Seçilmiş pasaj >>
-----

17 Temmuz 2012 Salı

Pişkin ve Bayat (bir ramazan hikayesi)

Pişkinlerinden on tane sarasana...
İnsan mecbur kalmadıkça gerçekte nefsine hakim olamaz sadece öyleymiş gibi görünür!
Ramazanın bir günü iftar saati yaklaştıkça insanlar fırınların önüne yığılmaya başlamıştı. İçerde halen sıcak ve mis gibi raflar dolusu pide olmasına rağmen kimse almıyor; fırından yeni çıkacak “daha pişkin” olanları bekliyordu. Kuyruk arttıkça insanların bekleyişleri daha da sabırsız hale geliyordu. Pidelerin çıkışıyla tezgaha saldıranların taleplerini karşılamak fırın çalışanları için güçleşiyordu. “YEDİ TANE VER” “PİŞKİNLERİNDEN 6 TANE” “ 10 TANE SARSANA”…kimsenin gözü doymuyor; üçer beşer daha da fazla alıyordu. Pidenin kokusu aç “insanları” daha da vahşileştiriyordu. Kan kosusu duyan köpekbalıklarınından pek bir farkları yoktu. Aç kafayla biran önce eve yetişmek isteyen insanların kilitlediği trafikte kavgaları, küfürleri eksilmiyordu...Bu dönemde iyice bencilleşen insanın başkalarının haklarına saygı göstermeyi, paylaşmayı- tamamen olmasa da- unutuğunu düşünüyorum...hele hele marketlerdeki normal zamanların aksine körüklenmiş bir tüketim çılgınlığını, sofralarda ki müsrifliği gördükçe…

O kadar gün aç kaldıktan sonra; yolun kenarında bulduğu bayat pidelere vahşi bir kurt gibi saldırdı. Elinden kimsenin almaması için ganimetini sımsıkı tutuyor, pidenin yarısını ağzına sokmaya çalışıyor, itekliyor, nefessiz kalıyor, bir yırtıcının avının üstüne çullanmış onu parçalara ayırıp yerken çıkardığı seslere benzer hırıltılar çıkarıyordu.

-----

Veri kayıtları >>
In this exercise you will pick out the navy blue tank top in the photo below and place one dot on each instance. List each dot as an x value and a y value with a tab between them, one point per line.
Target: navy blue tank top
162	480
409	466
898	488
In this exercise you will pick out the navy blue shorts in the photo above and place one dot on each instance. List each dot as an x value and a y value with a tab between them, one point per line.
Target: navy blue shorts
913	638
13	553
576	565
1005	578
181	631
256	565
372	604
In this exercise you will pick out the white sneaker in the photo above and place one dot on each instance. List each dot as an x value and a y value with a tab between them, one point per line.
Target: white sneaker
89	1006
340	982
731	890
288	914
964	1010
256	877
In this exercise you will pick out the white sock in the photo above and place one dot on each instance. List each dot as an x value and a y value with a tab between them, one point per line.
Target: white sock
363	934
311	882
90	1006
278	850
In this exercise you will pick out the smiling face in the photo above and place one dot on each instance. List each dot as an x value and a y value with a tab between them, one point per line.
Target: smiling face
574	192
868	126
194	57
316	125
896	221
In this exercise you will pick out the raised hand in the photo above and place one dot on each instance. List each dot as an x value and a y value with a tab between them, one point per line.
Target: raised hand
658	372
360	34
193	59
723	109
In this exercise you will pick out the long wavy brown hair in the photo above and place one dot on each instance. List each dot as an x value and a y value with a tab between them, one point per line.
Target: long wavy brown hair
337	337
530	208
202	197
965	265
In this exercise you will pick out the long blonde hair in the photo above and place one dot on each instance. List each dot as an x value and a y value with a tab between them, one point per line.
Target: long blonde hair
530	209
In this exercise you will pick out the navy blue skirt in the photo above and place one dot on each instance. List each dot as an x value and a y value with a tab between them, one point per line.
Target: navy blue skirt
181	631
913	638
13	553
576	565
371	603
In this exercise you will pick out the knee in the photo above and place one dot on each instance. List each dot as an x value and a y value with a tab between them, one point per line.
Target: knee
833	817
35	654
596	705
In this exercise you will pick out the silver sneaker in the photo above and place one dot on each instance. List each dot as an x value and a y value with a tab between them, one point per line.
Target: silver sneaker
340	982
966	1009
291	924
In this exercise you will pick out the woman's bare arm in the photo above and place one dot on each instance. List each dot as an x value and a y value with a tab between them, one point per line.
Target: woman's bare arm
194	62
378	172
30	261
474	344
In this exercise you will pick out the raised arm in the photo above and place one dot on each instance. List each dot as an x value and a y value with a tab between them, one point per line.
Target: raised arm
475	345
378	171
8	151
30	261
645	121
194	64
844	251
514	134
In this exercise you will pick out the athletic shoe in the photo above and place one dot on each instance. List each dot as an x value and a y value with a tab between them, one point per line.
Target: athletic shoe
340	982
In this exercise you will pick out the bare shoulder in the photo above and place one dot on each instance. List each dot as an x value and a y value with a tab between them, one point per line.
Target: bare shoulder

-----

Yapılacak görev >>
Ramazan hikâyesinden "Pişkin ve Bayat" ile "öyleymiş gibi görünür!" arasındaki bölümü, her iki uç da dahil olmak üzere, hiçbir değişiklik yapmadan döndürün.

Problemin çözümü >>
Pişkin ve Bayat (bir ramazan hikayesi)

Pişkinlerinden on tane sarasana...
İnsan mecbur kalmadıkça gerçekte nefsine hakim olamaz sadece öyleymiş gibi görünür!